You really wanna argue over the semantics of "shitty"? Let's just use "wrong", or "unethical", and this entire debate boils down to the semantics of those words; is it, or is it not "shitty".
Let's examine a few hypotheticals: A girl is in the midst of her final exams, and her boyfriend decides its time to end it. He decides to wait till she is done, so that she can focus on her exams without distractions. He flirts with some girls, get's some phone numbers and intends to pursue them, but does not have sex with them. Is he an asshole?
A woman is thinking of leaving her boyfriend. She is not sure, but she is thinking about it. During this time she develops feelings for someone in her life. Could be co-worker, friend of a friend, personal trainer or whatever. She did not actively pursue other people, but it happened. Finally, she decides it's time to end it. Is she a bad person?

■ Data records:
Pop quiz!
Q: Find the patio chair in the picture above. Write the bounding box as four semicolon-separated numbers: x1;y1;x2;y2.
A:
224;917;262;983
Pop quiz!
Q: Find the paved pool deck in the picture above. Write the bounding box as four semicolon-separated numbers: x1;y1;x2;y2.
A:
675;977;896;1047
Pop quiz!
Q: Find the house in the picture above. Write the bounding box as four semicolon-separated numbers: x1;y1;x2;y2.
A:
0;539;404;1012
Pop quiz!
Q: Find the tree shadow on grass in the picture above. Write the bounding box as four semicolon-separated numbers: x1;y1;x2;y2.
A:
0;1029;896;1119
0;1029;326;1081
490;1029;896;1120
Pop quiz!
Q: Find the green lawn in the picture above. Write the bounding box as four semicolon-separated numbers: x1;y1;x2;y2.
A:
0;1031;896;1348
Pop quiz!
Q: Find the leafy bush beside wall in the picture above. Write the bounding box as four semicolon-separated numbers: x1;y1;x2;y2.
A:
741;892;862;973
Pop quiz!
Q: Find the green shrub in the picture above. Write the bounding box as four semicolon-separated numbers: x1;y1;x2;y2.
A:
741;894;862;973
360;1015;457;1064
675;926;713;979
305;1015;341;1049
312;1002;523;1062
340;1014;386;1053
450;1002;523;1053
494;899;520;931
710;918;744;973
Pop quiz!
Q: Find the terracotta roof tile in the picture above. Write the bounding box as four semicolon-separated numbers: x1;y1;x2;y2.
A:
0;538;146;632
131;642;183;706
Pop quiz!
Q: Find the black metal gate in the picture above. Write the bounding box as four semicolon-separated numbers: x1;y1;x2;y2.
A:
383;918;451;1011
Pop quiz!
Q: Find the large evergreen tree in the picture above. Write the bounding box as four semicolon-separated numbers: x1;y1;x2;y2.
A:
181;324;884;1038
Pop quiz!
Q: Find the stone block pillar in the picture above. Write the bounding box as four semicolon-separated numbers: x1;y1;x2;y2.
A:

■ To do:
(a) Set down the passage about ending relationships word for word, between "Let's examine a" and "a bad person?", inclusive.
(b) In the passage about ending relationships, why does the boyfriend in the first hypothetical wait until his girlfriend has finished her final exams before ending the relationship?
(c) Continue the passage about ending relationships from the point where it stops.

■ Expected outputs:
(a)
Let's examine a few hypotheticals: A girl is in the midst of her final exams, and her boyfriend decides its time to end it. He decides to wait till she is done, so that she can focus on her exams without distractions. He flirts with some girls, get's some phone numbers and intends to pursue them, but does not have sex with them. Is he an asshole?
A woman is thinking of leaving her boyfriend. She is not sure, but she is thinking about it. During this time she develops feelings for someone in her life. Could be co-worker, friend of a friend, personal trainer or whatever. She did not actively pursue other people, but it happened. Finally, she decides it's time to end it. Is she a bad person?

(b) So that she can focus on her exams without distractions.

(c)
A woman is with a man just because he is rich, or because she needs a visa, or whatever. She keeps stringing him along, but is actually actively pursuing other options. Is she a bad person?
I would say no, no and yes. My point being that it isn't black and white. You cant make a set of rules that can be applied to every single situation to determine right or wrong. It can be shitty, and it can be OK. It's entirely contextual, and that's my point. Leaving someone for someone else in and of itself is not wrong.